+++ Brano +++

Ci sono molte attinenze con l’incidente nucleare. Ancora oggi c’è chi si porta dietro l’eredità di Chernobyl e deve passare la sua intera esistenza in “quarantena”. Come in Bielorussia che ha ricevuto da Chernobyl il 70% delle ricadute di materiale radioattivo, con un incremento notevole di bambini nati con disabilità fisiche e mentali.

In tutti gli Stati dell’ex Unione Sovietica, i disabili sono sempre stati un problema, discriminati e marginalizzati. Il disabile deve essere nascosto, non ha diritti né doveri, non è in grado di vivere nella società. Quindi è lo Stato a prendere il controllo delle loro vite. In Bielorussia, per esempio, esistono delle strutture pubbliche che si occupano di disabili: gli internati. Questa parola forse può ricordare qualcosa ai più anziani, ma induce all’errore perché in Italia gli internati erano dei semplici collegi.

Non nella Bielorussia del dittatore Alexander Lukashenko. Qui, l’“internat” è un ibrido tra un orfanotrofio, un manicomio e un ospizio. Qui si entra in tenera età, per svariati motivi, e spesso non se ne esce più.

+++

Esercizi:
A – Riscrivi parola per parola il brano, da "In tutti gli" giù fino a "ne esce più.".
B – Rispondi in breve, basandoti sul brano:
(i) Quale percentuale delle ricadute radioattive di Chernobyl è arrivata in Bielorussia?
(ii) Come si chiamano le strutture pubbliche bielorusse che si occupano di disabili?
(iii) Chi viene indicato come dittatore della Bielorussia?
Per rispondere serve solo il brano.

+++ Dati +++

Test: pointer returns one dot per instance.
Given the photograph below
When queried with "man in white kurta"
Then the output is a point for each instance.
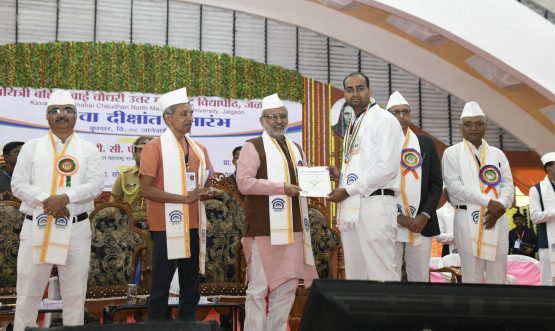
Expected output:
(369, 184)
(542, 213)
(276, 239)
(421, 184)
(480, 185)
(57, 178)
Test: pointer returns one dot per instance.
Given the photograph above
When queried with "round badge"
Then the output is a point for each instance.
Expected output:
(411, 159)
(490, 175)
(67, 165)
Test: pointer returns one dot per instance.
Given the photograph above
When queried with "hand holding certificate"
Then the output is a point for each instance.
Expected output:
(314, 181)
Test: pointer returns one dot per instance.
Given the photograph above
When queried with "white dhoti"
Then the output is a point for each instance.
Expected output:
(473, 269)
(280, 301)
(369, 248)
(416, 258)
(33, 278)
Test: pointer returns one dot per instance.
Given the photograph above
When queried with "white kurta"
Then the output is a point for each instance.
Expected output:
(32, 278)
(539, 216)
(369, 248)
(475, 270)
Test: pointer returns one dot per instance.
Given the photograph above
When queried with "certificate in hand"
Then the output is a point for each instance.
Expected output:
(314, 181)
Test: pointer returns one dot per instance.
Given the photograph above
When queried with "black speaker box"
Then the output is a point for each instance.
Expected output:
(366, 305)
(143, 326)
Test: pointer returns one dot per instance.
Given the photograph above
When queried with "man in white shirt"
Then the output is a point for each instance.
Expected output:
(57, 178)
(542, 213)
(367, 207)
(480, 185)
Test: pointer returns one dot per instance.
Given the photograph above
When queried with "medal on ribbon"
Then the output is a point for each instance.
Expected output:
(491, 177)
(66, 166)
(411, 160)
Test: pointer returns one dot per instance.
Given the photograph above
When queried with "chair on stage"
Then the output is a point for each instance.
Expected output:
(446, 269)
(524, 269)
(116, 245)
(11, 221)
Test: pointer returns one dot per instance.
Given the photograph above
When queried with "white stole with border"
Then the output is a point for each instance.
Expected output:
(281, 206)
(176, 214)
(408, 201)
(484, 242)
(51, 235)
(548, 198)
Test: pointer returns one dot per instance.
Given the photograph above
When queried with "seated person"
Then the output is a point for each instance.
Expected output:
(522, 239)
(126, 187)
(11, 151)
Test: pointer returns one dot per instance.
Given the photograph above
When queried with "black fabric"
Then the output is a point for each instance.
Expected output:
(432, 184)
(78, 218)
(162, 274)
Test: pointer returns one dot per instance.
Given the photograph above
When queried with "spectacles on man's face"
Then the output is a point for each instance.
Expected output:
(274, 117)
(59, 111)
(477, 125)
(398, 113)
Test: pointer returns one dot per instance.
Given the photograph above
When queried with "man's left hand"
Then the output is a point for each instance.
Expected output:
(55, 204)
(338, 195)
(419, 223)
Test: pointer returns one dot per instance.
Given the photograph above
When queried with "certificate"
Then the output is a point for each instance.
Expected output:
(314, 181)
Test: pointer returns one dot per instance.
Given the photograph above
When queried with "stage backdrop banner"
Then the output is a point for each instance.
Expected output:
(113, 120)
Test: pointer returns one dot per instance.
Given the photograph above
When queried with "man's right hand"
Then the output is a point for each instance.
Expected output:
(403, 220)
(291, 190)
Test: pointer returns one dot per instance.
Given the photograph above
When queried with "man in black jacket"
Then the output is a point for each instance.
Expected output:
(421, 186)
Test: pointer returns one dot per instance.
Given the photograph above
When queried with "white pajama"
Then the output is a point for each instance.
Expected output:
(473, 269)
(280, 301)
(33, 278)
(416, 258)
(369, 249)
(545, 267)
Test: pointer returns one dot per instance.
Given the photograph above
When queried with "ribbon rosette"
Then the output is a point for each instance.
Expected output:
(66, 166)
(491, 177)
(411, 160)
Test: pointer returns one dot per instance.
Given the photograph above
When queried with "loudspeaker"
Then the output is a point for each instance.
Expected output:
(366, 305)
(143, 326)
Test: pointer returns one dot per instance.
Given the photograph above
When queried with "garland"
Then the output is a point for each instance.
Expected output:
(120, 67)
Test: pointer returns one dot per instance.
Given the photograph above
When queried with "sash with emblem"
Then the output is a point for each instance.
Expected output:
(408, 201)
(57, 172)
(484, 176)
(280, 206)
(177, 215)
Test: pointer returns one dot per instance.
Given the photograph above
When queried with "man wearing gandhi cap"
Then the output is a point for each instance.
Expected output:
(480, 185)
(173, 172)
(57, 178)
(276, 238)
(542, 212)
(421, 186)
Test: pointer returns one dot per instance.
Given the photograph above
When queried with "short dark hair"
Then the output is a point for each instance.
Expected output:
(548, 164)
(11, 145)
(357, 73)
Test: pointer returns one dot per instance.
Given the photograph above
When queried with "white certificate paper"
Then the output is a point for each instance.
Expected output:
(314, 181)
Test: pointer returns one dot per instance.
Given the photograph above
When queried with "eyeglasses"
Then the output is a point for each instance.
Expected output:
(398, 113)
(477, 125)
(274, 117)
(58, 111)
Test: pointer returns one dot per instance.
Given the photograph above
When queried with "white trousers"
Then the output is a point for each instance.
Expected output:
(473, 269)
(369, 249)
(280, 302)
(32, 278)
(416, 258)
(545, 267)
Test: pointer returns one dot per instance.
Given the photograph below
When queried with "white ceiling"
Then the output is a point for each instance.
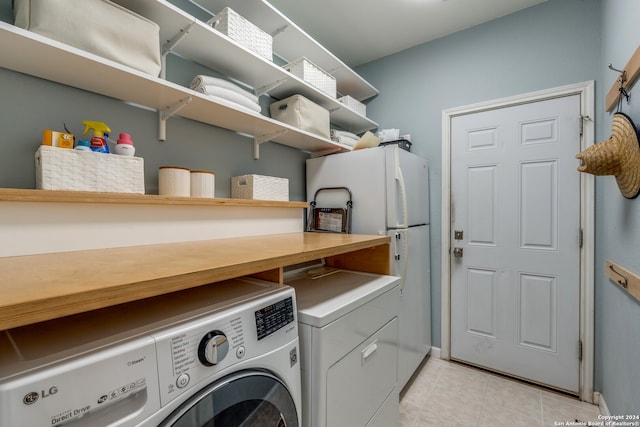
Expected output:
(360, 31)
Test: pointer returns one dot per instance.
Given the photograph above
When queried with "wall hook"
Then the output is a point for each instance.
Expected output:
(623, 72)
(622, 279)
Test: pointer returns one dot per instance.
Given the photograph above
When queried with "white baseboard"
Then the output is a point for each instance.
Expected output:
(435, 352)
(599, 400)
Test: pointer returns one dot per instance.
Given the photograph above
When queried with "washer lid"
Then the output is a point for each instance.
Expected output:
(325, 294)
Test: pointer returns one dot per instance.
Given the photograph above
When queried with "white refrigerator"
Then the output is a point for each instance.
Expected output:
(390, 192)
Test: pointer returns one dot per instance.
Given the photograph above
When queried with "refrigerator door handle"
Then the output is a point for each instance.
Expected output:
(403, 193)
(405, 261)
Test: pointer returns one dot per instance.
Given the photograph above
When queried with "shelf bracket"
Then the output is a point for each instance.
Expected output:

+++

Soluzioni:
A –
In tutti gli Stati dell’ex Unione Sovietica, i disabili sono sempre stati un problema, discriminati e marginalizzati. Il disabile deve essere nascosto, non ha diritti né doveri, non è in grado di vivere nella società. Quindi è lo Stato a prendere il controllo delle loro vite. In Bielorussia, per esempio, esistono delle strutture pubbliche che si occupano di disabili: gli internati. Questa parola forse può ricordare qualcosa ai più anziani, ma induce all’errore perché in Italia gli internati erano dei semplici collegi.

Non nella Bielorussia del dittatore Alexander Lukashenko. Qui, l’“internat” è un ibrido tra un orfanotrofio, un manicomio e un ospizio. Qui si entra in tenera età, per svariati motivi, e spesso non se ne esce più.

B –
(i) Il 70%.
(ii) Internati.
(iii) Alexander Lukashenko.